# ASSIGNED TASK
Please carry on the passage about Conquer Cancer's support for early-career cancer researchers from where it stops.

Researchers and Funding Organizations

Nancy Daly, MS, MPH, the CEO for ASCO’s Conquer Cancer organization, noted that funding early career researchers like Dr. Foote and Dr. Urrutia is critical to making advances such as these 2 studies. Because the competitive application requires mentors, career researchers such as Steven Rosen, MD, FACP, FASCO, FAIMBE, Executive Vice President for City of Hope, and Jedd Wolchock, MD, PhD, FASCO, Director of the Meyer Cancer Center at Weill Cornell Medicine, become involved with young investigators at the start of their research journey.

The Young Investigator Award can jumpstart a researcher’s career, she added: “It gives them some dedicated time and also shows the institution where they are that they [have received a competitive] ASCO award and they’re coveted.”

Nonprofits are also supporting each other, as Swim for America does with Conquer Cancer, to support research projects around the country.

# THE DATA
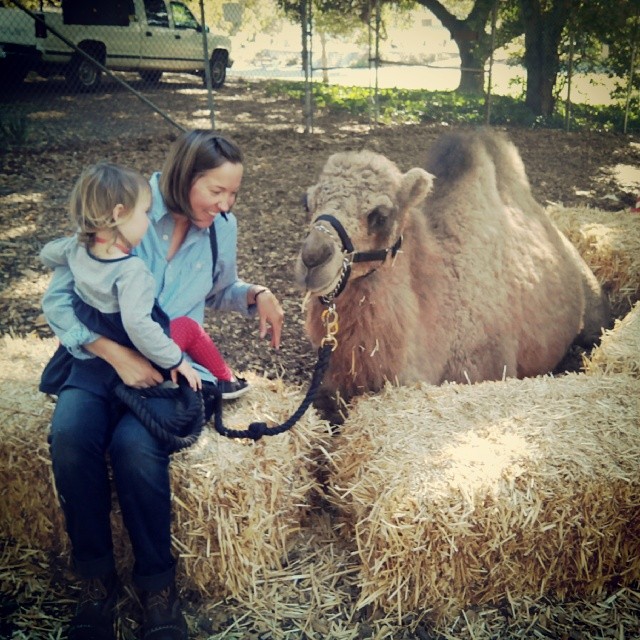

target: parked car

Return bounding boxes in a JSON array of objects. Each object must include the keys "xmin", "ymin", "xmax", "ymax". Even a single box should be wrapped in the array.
[{"xmin": 0, "ymin": 0, "xmax": 232, "ymax": 91}]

# ANSWER SECTION
Diet, Exercise, and Cancer

Melissa Habedank, Senior Director of External Relations, American Institute for Cancer Research, noted that 40% of cancer in the United States is related to diet and exercise—and is therefore preventable.

There are unchangeable risk factors, like age and genetics, but exposure to tobacco and sunlight is more modifiable, she said. Obesity, however, is a strong risk factor for 13 different kinds of cancer. Alcohol consumption is a strong risk factor for 6 different kinds of cancer.

Since obesity and alcohol consumption are related to 13 and 6 kinds of cancer, respectively, Ms. Habedank said her organization’s educational messages are targeted at clinicians as well as people who want to prevent cancer in themselves or their loved ones, cancer patients and their caregivers who want to improve tolerance of treatment, and survivors who want to improve their outcomes and overall well-being.

“We work with all of these audiences, and we focus on physical activity and nutrition, eating better and moving more,” she says. “The research shows that those things make a difference. That information is empowering and it’s useful for people who want to do something themselves, their caregivers, their family members.”

What the Future Holds

Dr. Rosen of City of Hope said he anticipates that future blood tests will be able to detect cancer, with improved imaging technologies finding solid tumors at a very early stage.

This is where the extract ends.